[Stored data entries]
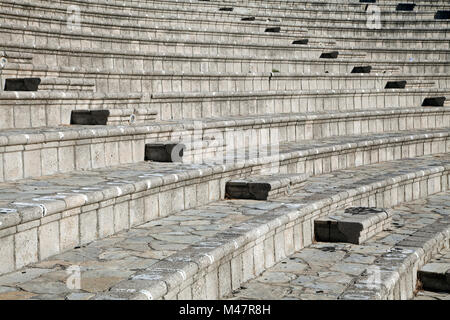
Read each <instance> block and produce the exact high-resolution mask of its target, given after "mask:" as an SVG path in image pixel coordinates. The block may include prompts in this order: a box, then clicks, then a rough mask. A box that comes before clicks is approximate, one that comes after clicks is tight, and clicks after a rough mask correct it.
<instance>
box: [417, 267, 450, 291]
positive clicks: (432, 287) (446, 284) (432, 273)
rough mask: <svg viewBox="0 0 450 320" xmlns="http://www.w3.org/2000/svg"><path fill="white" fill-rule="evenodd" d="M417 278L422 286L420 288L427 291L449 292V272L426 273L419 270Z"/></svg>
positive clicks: (449, 275) (449, 288)
mask: <svg viewBox="0 0 450 320" xmlns="http://www.w3.org/2000/svg"><path fill="white" fill-rule="evenodd" d="M417 278H418V279H419V281H420V282H421V284H422V288H423V289H425V290H429V291H438V292H450V272H449V271H447V273H439V272H427V271H423V270H419V271H418V272H417Z"/></svg>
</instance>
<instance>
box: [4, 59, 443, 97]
mask: <svg viewBox="0 0 450 320" xmlns="http://www.w3.org/2000/svg"><path fill="white" fill-rule="evenodd" d="M49 75H52V76H53V77H57V78H60V79H68V80H67V81H69V80H70V81H76V80H77V79H85V80H86V81H95V90H96V92H152V93H164V92H208V91H210V92H211V91H214V92H223V91H239V92H242V91H267V90H273V91H285V90H320V89H333V90H337V89H384V88H385V87H386V84H387V83H388V82H392V81H395V82H401V81H403V82H404V81H406V84H405V86H409V85H408V83H409V84H411V85H413V86H416V85H417V83H420V84H421V85H422V84H425V83H426V84H427V85H426V86H427V87H431V86H432V82H434V83H435V85H434V87H435V88H448V87H449V82H450V76H449V75H448V74H420V75H417V74H399V75H398V74H395V75H390V74H381V75H380V74H333V73H326V74H317V73H316V74H313V73H280V72H271V73H221V72H215V73H213V72H208V73H202V72H200V73H184V72H165V71H160V72H157V71H155V72H147V71H140V72H139V71H116V70H115V69H103V70H100V69H98V68H97V69H93V68H92V69H91V68H75V67H49V66H37V65H34V66H33V67H30V68H24V67H23V66H18V65H14V64H8V65H7V66H6V67H5V68H4V69H3V71H2V77H4V78H8V77H21V78H30V77H40V78H44V77H49ZM88 79H89V80H88ZM78 81H81V80H78Z"/></svg>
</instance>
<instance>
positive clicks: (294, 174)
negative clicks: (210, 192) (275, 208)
mask: <svg viewBox="0 0 450 320" xmlns="http://www.w3.org/2000/svg"><path fill="white" fill-rule="evenodd" d="M305 179H306V176H305V175H304V174H286V175H273V176H254V177H250V178H247V179H243V180H232V181H229V182H227V184H226V187H225V195H226V197H227V198H228V199H253V200H267V199H271V198H276V197H277V196H280V195H286V194H290V193H291V192H292V191H294V190H296V189H299V188H300V187H301V185H302V182H304V181H305Z"/></svg>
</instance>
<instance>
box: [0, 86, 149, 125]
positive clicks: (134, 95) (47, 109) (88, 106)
mask: <svg viewBox="0 0 450 320" xmlns="http://www.w3.org/2000/svg"><path fill="white" fill-rule="evenodd" d="M0 107H1V110H2V111H1V112H0V119H1V121H0V129H1V130H4V129H19V128H38V127H52V126H59V125H69V124H70V118H71V113H72V111H73V110H86V109H87V108H89V110H100V109H106V110H109V111H110V117H109V118H108V124H109V125H118V124H133V123H145V122H149V121H152V120H155V119H156V118H157V111H155V110H154V109H153V110H151V109H150V108H149V102H148V99H146V98H143V96H142V94H139V93H131V94H124V93H116V94H114V93H111V94H110V93H108V94H104V93H90V92H81V91H69V92H58V91H37V92H6V91H1V92H0Z"/></svg>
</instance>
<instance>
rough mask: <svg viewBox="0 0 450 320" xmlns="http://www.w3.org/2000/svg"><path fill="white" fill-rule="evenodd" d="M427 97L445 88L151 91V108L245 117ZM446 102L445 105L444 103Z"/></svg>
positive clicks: (393, 104)
mask: <svg viewBox="0 0 450 320" xmlns="http://www.w3.org/2000/svg"><path fill="white" fill-rule="evenodd" d="M427 97H430V98H432V97H448V99H447V100H446V103H447V102H450V93H449V92H447V90H444V89H443V90H439V89H434V88H426V89H386V90H384V89H383V90H313V91H302V92H299V91H266V92H261V91H260V92H254V91H250V92H199V93H161V94H153V95H152V99H151V100H150V102H149V103H150V104H151V108H150V109H152V110H157V111H158V114H159V115H160V119H162V120H177V119H186V118H195V119H198V118H206V117H220V116H237V115H241V116H247V115H249V114H253V115H257V114H258V115H264V114H273V113H296V112H322V111H328V112H329V111H333V110H334V111H349V110H358V109H367V110H369V109H374V108H377V109H380V108H389V107H391V108H411V107H418V106H422V105H423V102H424V99H425V98H427ZM446 105H447V104H444V106H446Z"/></svg>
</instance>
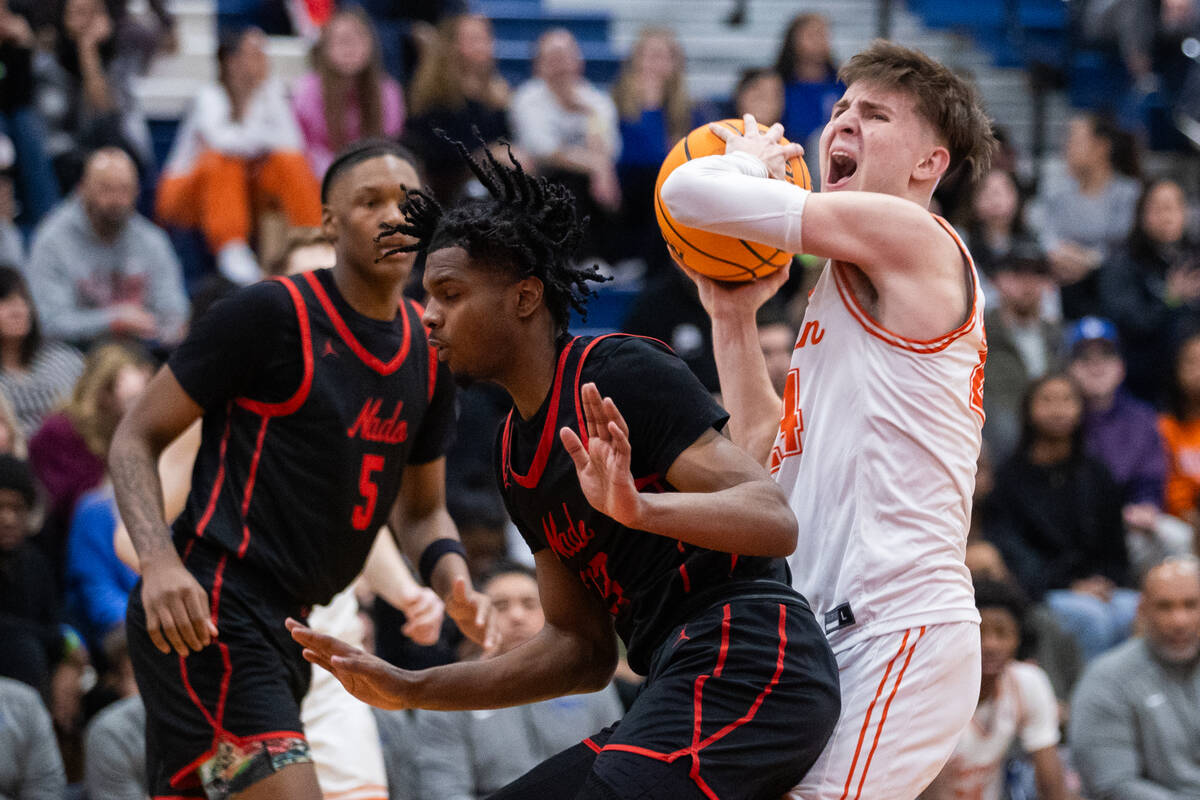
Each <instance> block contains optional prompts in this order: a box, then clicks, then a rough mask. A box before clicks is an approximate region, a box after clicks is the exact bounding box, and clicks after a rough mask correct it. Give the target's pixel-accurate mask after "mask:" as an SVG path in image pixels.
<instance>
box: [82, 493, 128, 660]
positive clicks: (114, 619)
mask: <svg viewBox="0 0 1200 800" xmlns="http://www.w3.org/2000/svg"><path fill="white" fill-rule="evenodd" d="M115 531H116V503H115V501H114V500H113V489H112V487H110V486H108V485H107V483H106V485H104V486H102V487H101V488H98V489H94V491H91V492H86V493H85V494H84V495H83V497H80V498H79V503H78V505H76V511H74V516H73V517H72V519H71V533H70V534H68V535H67V608H68V609H70V612H71V614H72V616H73V618H74V621H76V622H77V626H78V628H79V631H80V632H82V633H83V634H84V638H86V640H88V646H89V649H91V650H92V651H94V652H97V651H100V649H101V648H100V645H101V643H102V642H103V640H104V637H106V636H107V634H108V633H109V632H110V631H112V630H114V628H116V627H119V626H120V625H121V624H122V622H124V621H125V606H126V603H127V602H128V597H130V590H131V589H132V588H133V585H134V584H136V583H137V582H138V575H137V572H134V571H133V570H131V569H130V567H127V566H125V564H122V563H121V560H120V559H119V558H116V552H115V551H114V548H113V534H114V533H115Z"/></svg>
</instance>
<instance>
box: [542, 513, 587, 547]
mask: <svg viewBox="0 0 1200 800" xmlns="http://www.w3.org/2000/svg"><path fill="white" fill-rule="evenodd" d="M563 516H564V517H565V519H566V525H565V527H564V528H563V529H562V530H559V528H558V523H557V522H556V521H554V515H553V512H551V513H547V515H546V516H545V517H542V519H541V530H542V533H545V534H546V542H547V543H548V545H550V548H551V549H552V551H554V552H556V553H558V554H559V557H562V558H564V559H565V558H571V557H572V555H577V554H580V553H582V552H583V548H584V547H587V546H588V542H590V541H592V539H593V537H594V536H595V531H593V530H592V529H590V528H588V527H587V524H586V523H584V522H583V521H582V519H580V522H578V523H576V522H575V521H574V519H571V512H570V511H569V510H568V509H566V504H565V503H564V504H563Z"/></svg>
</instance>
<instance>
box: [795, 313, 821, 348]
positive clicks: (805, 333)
mask: <svg viewBox="0 0 1200 800" xmlns="http://www.w3.org/2000/svg"><path fill="white" fill-rule="evenodd" d="M823 338H824V329H823V327H821V321H820V320H816V319H814V320H812V321H810V323H804V330H803V331H800V338H799V339H797V342H796V348H794V349H796V350H799V349H800V348H803V347H805V345H808V344H820V343H821V339H823Z"/></svg>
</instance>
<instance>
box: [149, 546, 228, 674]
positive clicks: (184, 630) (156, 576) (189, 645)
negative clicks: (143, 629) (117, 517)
mask: <svg viewBox="0 0 1200 800" xmlns="http://www.w3.org/2000/svg"><path fill="white" fill-rule="evenodd" d="M142 564H143V576H142V606H143V607H144V608H145V613H146V632H148V633H149V634H150V640H151V642H154V645H155V646H156V648H158V650H160V651H162V652H170V651H172V650H174V651H175V652H178V654H179V655H181V656H186V655H188V654H190V652H199V651H200V650H203V649H204V648H206V646H209V644H210V643H211V642H212V639H215V638H216V637H217V626H216V624H215V622H214V621H212V618H211V616H210V615H209V595H208V593H205V591H204V588H203V587H200V583H199V582H198V581H197V579H196V578H194V577H193V576H192V573H191V572H188V571H187V567H185V566H184V564H182V563H181V561H180V560H179V557H178V555H175V552H174V551H170V553H168V554H166V555H163V557H162V558H161V559H160V560H144V561H143V563H142Z"/></svg>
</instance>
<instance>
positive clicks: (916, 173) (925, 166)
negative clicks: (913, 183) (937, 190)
mask: <svg viewBox="0 0 1200 800" xmlns="http://www.w3.org/2000/svg"><path fill="white" fill-rule="evenodd" d="M949 166H950V151H949V150H948V149H947V148H944V146H942V145H937V146H936V148H934V149H932V150H931V151H930V152H929V154H926V155H925V157H924V158H923V160H922V161H920V163H918V164H917V168H916V169H914V170H913V178H916V179H917V180H918V181H929V180H937V179H940V178H941V176H942V175H944V174H946V170H947V168H949Z"/></svg>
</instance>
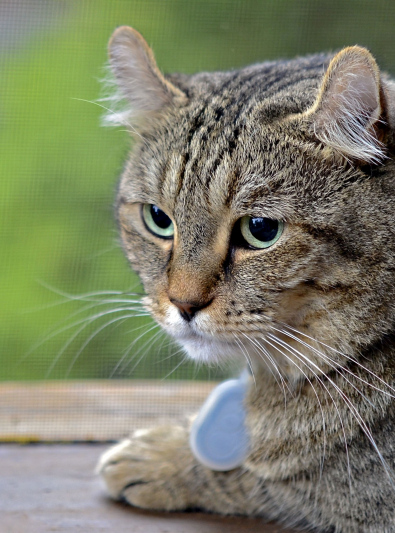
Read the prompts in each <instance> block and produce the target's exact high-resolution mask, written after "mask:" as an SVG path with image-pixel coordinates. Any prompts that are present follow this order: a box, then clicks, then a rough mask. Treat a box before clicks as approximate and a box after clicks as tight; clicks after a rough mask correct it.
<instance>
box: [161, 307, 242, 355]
mask: <svg viewBox="0 0 395 533" xmlns="http://www.w3.org/2000/svg"><path fill="white" fill-rule="evenodd" d="M158 321H159V323H160V324H161V326H162V327H163V328H164V329H165V330H166V332H167V333H169V334H170V335H171V336H172V337H173V338H174V339H175V340H176V341H177V342H179V343H180V344H181V345H182V347H183V348H184V349H185V351H186V352H187V355H188V356H189V357H190V358H191V359H193V360H195V361H200V362H203V363H220V362H222V361H229V360H230V359H240V357H243V350H244V348H243V346H242V342H240V340H239V339H238V338H237V335H236V334H235V333H234V332H231V331H220V330H219V329H218V327H217V326H216V325H215V323H214V322H213V320H212V318H211V317H210V316H209V315H207V314H206V313H203V312H202V313H199V315H197V316H196V317H195V318H194V319H193V320H190V321H188V322H187V321H185V320H184V319H183V318H182V317H181V316H180V313H179V312H178V310H177V309H176V308H175V307H174V306H169V308H168V309H167V312H166V315H165V317H164V318H163V319H158Z"/></svg>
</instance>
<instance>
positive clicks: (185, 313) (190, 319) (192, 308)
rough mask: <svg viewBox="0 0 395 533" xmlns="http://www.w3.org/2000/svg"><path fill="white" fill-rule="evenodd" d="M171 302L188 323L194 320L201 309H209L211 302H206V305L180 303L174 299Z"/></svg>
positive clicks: (191, 302) (185, 302)
mask: <svg viewBox="0 0 395 533" xmlns="http://www.w3.org/2000/svg"><path fill="white" fill-rule="evenodd" d="M170 301H171V303H172V304H173V305H175V306H176V307H178V309H179V310H180V314H181V316H182V318H183V319H184V320H186V321H187V322H190V321H191V320H192V318H193V317H194V316H195V314H196V312H197V311H199V310H200V309H203V307H207V305H209V303H210V302H211V300H210V301H208V302H204V303H201V302H200V303H197V302H179V301H178V300H175V299H173V298H170Z"/></svg>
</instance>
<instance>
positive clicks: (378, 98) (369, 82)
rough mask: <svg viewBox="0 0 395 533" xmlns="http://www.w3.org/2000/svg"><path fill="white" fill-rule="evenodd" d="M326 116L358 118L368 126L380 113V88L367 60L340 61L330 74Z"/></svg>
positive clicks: (326, 97) (346, 118)
mask: <svg viewBox="0 0 395 533" xmlns="http://www.w3.org/2000/svg"><path fill="white" fill-rule="evenodd" d="M322 107H323V110H324V109H325V115H326V119H327V120H328V119H329V120H331V119H332V120H334V121H336V122H338V121H339V120H340V121H343V120H347V119H352V117H354V120H355V119H357V120H358V121H360V122H361V123H362V124H363V123H364V124H365V125H366V127H369V126H370V125H372V124H373V123H374V122H376V121H377V120H378V118H379V115H380V95H379V88H378V84H377V81H376V78H375V76H374V73H373V72H372V70H371V69H370V68H369V66H368V65H367V64H366V62H364V61H358V62H357V61H355V62H353V63H351V65H349V64H347V63H346V64H343V65H339V67H338V68H337V69H335V72H333V74H332V75H331V77H330V81H329V87H328V92H327V94H326V96H324V99H323V102H322Z"/></svg>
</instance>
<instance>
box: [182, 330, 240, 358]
mask: <svg viewBox="0 0 395 533" xmlns="http://www.w3.org/2000/svg"><path fill="white" fill-rule="evenodd" d="M177 340H178V342H179V343H180V344H181V345H182V346H183V348H184V350H185V351H186V353H187V355H188V357H189V358H190V359H193V360H194V361H198V362H200V363H207V364H213V363H214V364H216V363H223V362H225V361H229V360H234V359H239V358H240V357H242V354H241V353H240V349H238V347H237V346H235V345H234V344H232V343H230V342H229V343H228V342H224V341H215V340H210V339H205V338H203V337H191V338H188V339H185V338H184V339H177Z"/></svg>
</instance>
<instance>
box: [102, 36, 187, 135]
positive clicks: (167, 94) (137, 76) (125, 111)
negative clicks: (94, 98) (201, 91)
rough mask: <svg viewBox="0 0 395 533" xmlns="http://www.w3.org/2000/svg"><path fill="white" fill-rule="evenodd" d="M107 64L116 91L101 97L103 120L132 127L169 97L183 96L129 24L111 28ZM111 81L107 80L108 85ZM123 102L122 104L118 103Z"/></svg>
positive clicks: (152, 110)
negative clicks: (112, 30) (122, 103)
mask: <svg viewBox="0 0 395 533" xmlns="http://www.w3.org/2000/svg"><path fill="white" fill-rule="evenodd" d="M109 58H110V67H111V71H112V74H113V76H114V77H115V85H116V91H115V93H113V94H112V95H110V96H109V97H107V98H104V99H103V100H105V101H107V102H109V113H108V114H107V115H106V117H105V123H107V124H110V125H119V124H123V125H126V126H130V127H131V128H132V129H134V125H135V123H136V119H137V120H139V119H141V118H144V117H146V116H148V115H151V114H153V113H155V112H158V111H160V110H161V109H162V108H164V107H166V106H168V105H170V104H171V103H172V102H173V101H175V100H178V101H182V100H184V99H185V98H186V97H185V95H184V93H183V92H182V91H180V90H179V89H178V88H177V87H175V86H174V85H172V84H171V83H170V82H169V81H167V80H166V79H165V77H164V76H163V74H162V73H161V72H160V70H159V69H158V67H157V65H156V62H155V58H154V54H153V52H152V50H151V49H150V47H149V46H148V44H147V43H146V41H145V40H144V38H143V37H142V36H141V35H140V34H139V33H138V32H137V31H136V30H134V29H133V28H129V27H128V26H122V27H120V28H118V29H117V30H115V32H114V33H113V35H112V37H111V39H110V43H109ZM111 84H112V85H114V82H113V83H111V81H110V82H107V86H108V85H111ZM122 102H126V106H125V105H123V106H122Z"/></svg>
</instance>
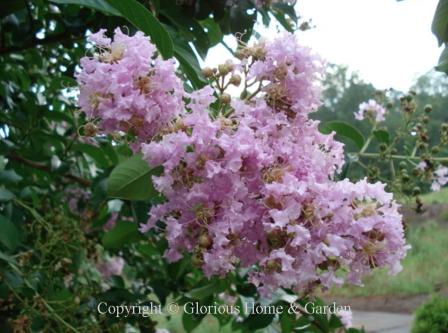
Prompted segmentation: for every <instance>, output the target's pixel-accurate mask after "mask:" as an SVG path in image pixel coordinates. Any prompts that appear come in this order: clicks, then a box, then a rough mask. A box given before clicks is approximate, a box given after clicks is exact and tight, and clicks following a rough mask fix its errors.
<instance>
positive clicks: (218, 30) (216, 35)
mask: <svg viewBox="0 0 448 333" xmlns="http://www.w3.org/2000/svg"><path fill="white" fill-rule="evenodd" d="M201 25H202V26H203V27H204V28H206V29H207V35H208V38H209V39H210V43H211V46H214V45H216V44H219V43H220V42H221V41H222V38H223V34H222V32H221V28H220V27H219V24H217V23H216V22H215V20H213V19H212V18H210V17H209V18H208V19H206V20H204V21H202V22H201Z"/></svg>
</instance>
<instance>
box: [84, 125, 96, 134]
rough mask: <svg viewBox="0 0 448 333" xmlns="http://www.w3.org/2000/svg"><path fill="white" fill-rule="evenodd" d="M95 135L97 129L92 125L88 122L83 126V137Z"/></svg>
mask: <svg viewBox="0 0 448 333" xmlns="http://www.w3.org/2000/svg"><path fill="white" fill-rule="evenodd" d="M96 133H97V128H96V126H95V124H94V123H92V122H89V123H87V124H85V125H84V135H85V136H95V135H96Z"/></svg>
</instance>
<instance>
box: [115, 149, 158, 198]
mask: <svg viewBox="0 0 448 333" xmlns="http://www.w3.org/2000/svg"><path fill="white" fill-rule="evenodd" d="M161 171H162V169H161V167H156V168H151V167H150V166H149V165H148V163H147V162H146V161H144V160H142V158H141V156H140V155H134V156H132V157H131V158H129V159H127V160H125V161H124V162H122V163H120V164H119V165H117V166H116V167H115V169H113V170H112V172H111V174H110V176H109V178H108V180H107V194H108V196H109V197H112V198H118V199H125V200H142V201H146V200H149V199H150V198H151V197H154V196H157V195H158V192H157V191H156V190H155V189H154V186H153V184H152V180H151V176H152V175H156V174H160V173H161Z"/></svg>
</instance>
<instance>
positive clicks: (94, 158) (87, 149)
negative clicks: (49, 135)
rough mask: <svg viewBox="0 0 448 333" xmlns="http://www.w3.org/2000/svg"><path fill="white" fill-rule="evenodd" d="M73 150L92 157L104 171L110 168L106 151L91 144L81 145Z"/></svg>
mask: <svg viewBox="0 0 448 333" xmlns="http://www.w3.org/2000/svg"><path fill="white" fill-rule="evenodd" d="M73 150H76V151H80V152H82V153H84V154H86V155H88V156H90V157H91V158H92V159H93V160H94V161H95V163H96V164H97V165H98V166H99V167H100V168H102V169H105V168H107V167H109V165H110V162H109V161H108V159H107V158H106V155H105V153H104V150H103V149H101V148H98V147H95V146H92V145H89V144H85V143H80V144H76V145H74V146H73Z"/></svg>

> Instructions for the task
Using the records above, set down exactly the lines from the one with "positive clicks: (218, 30) (216, 35)" through the one with "box: [84, 125, 96, 134]", inclusive, and nothing more.

> Problem solution
positive clicks: (218, 30) (216, 35)
mask: <svg viewBox="0 0 448 333" xmlns="http://www.w3.org/2000/svg"><path fill="white" fill-rule="evenodd" d="M201 25H202V26H203V27H204V28H206V29H207V35H208V38H209V39H210V43H211V46H214V45H216V44H219V43H220V42H221V41H222V38H223V34H222V32H221V28H220V27H219V24H217V23H216V22H215V20H213V19H212V18H210V17H209V18H208V19H206V20H204V21H202V22H201Z"/></svg>
</instance>
<instance>
box: [84, 125, 96, 134]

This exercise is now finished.